A medida que el narrador va explorando las huellas de su pasado, conocemos pasajes  de una infancia dolorida y desgarrada,  con episodios de violencia ejercida no solo por los adultos (el peluquero de carabineros, la Directora de la escuela, el cura que lo prepara para la primera comunión), sino también por otros niños, como los hijos del inspector del colegio que lo acosan y golpean , o sus compañeros de curso que le hacen bullyng por su descontrol de esfínter,  incluso la profesora que lo manda castigado al rincón  de la sala  desde donde “veía ese mundo despreciable al que yo no pertenecía, del que deseaba emigrar a cada momento y como un salvavidas de plomo me aferraba a un espíritu que huía sin prisa por los mismos rayos de sol que confinaban miríadas de astros, de planetas, de microscopías inútiles y que un día me recibirían como un alucinado: el día en que mis ojos se cerraran y mi polvo de entonces fuera el polvo de estrellas del mañana”.  

Pero,  a ratos, la infancia es un tiempo feliz  junto a los hermanos vestidos con trajes de primera comunión  o con ropas domingueras para ir  al cine municipal. Una infancia donde el hermano menor no  es el obeso esquizofrénico de los primeros capítulos, sino un niño tierno y curioso que  llena su cuaderno escolar con  dibujos de colores. El barrio yugoslavo, el río de Las Minas, la calle Sarmiento son algunas de las vías  por donde la niñez dolorida  transita  hacia una adolescencia “tardía”; vías congeladas que se recorren con mitones deshilachados  para ir a clases en una escuela que parece mausoleo. Pero es también la infancia que reúne a los amigos en torno de las bromas, de los primeros cigarrillos,  el tiempo de los juegos con las primas y los primeros flirteos. Vías que también se recorren pedaleando  para ir de excusión junto a los amigos  a celebrar  esos innumerables  ritos de iniciación,  donde, al final, casi nada es como se lo imaginaban.  Sin embargo, por estas vías  que se entrecruzan no  pasa solamente el niño , sino también el adulto en que ha devenido  y que ahora busca a tientas  los rastros de fábricas derrumbadas, casonas desaparecidas o basurales que quedaron enterrados debajo del peso de pavimentos y  las construcciones modernas que  llegan casi al borde de la costanera ; el adulto que ha vuelto para exprimir la memoria, para reflexionar  mirando desde la ventana las aguas quietas del Estrecho de Magallanes como antes miraba el mar de Puerto Cisnes, “quieto y manso  , como si fuera un lago” ; el adulto que sigue hurgando  de manera incesante, porque ÚTERO es también una novela de búsqueda, como casi todas las novelas  que Mihovilovich ha escrito desde el 2002. “La mayor parte del tiempo lo he ocupado en seguir la estrella de una Belén ficticia ocasionalmente real. Si veo una ráfaga de luz, una estrella que cae, un meteorito, un chispazo en el firmamento, hacia allá dirijo mis ojos, mis pensamientos, mis sentidos, mi intuición e imaginación”.
=======
Contesta con brevedad, a partir del texto seleccionado:
(a) ¿Por qué se burlan del narrador sus compañeros de curso?
(b) ¿Con qué llena el hermano menor su cuaderno escolar?
(c) ¿Desde qué año ha escrito Mihovilovich las novelas que, casi todas, son de búsqueda?
Los ítems no cumplen ningún papel aquí.
=======
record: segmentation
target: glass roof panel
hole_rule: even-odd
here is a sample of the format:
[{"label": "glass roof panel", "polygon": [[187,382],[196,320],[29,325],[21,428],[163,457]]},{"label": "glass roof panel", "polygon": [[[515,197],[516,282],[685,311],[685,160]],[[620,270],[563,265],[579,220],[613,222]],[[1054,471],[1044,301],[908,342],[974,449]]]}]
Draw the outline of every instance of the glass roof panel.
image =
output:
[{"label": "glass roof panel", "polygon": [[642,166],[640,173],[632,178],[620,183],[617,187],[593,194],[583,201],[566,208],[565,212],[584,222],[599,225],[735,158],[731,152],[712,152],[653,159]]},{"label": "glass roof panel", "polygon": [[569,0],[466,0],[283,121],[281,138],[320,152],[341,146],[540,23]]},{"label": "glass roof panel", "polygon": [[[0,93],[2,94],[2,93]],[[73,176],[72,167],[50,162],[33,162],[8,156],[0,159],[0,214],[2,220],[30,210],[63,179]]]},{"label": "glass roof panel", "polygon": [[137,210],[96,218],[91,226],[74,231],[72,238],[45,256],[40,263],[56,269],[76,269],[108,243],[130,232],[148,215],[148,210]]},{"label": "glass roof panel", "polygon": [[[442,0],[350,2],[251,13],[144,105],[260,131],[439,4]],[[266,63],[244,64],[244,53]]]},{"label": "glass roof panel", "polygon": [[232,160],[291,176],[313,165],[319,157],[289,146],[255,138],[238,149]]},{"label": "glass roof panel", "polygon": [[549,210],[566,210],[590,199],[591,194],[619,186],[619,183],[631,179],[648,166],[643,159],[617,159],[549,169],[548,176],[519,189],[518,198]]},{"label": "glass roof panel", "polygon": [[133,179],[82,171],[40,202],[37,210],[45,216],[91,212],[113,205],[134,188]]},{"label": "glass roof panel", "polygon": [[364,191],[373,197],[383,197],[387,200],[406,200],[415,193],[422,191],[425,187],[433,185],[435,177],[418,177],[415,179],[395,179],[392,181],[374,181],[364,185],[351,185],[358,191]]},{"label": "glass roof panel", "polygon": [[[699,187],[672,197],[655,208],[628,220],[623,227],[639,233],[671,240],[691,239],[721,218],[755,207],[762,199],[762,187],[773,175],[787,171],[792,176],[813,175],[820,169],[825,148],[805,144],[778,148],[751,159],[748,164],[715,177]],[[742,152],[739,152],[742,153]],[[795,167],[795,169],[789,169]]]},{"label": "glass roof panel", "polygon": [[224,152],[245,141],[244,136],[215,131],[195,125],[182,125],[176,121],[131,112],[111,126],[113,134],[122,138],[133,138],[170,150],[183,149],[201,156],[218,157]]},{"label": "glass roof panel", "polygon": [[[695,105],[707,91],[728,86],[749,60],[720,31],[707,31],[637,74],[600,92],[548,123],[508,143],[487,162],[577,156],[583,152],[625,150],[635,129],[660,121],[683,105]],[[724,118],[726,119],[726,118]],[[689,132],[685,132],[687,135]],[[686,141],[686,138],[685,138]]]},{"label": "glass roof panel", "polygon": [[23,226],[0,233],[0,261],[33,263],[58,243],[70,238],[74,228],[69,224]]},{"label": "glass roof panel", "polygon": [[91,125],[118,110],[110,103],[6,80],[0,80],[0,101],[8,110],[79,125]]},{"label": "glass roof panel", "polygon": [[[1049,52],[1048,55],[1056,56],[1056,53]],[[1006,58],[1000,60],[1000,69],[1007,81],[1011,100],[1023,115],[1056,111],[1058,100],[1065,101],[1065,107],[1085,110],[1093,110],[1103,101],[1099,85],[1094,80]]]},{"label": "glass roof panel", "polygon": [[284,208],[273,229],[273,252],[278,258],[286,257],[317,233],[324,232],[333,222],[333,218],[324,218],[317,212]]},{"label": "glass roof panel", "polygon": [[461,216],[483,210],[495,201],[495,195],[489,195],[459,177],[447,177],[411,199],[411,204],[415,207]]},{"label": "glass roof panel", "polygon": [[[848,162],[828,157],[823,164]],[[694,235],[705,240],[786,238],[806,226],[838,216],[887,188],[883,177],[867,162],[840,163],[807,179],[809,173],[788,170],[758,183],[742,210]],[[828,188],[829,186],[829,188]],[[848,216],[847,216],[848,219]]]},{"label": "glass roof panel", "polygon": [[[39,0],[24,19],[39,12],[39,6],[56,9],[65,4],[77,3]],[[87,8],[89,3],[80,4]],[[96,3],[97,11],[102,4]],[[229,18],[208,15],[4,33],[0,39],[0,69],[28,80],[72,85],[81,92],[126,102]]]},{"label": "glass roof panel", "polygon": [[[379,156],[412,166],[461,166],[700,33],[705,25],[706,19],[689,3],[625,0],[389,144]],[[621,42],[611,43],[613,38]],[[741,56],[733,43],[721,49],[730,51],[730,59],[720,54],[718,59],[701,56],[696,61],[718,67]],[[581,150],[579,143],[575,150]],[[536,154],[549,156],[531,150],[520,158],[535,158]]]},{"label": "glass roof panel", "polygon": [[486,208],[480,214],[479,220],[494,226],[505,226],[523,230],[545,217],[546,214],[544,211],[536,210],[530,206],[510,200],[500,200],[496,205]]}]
=======
▶ [RESPUESTA ESCRITA]
(a) Por su descontrol de esfínter.
(b) Con dibujos de colores.
(c) Desde el 2002.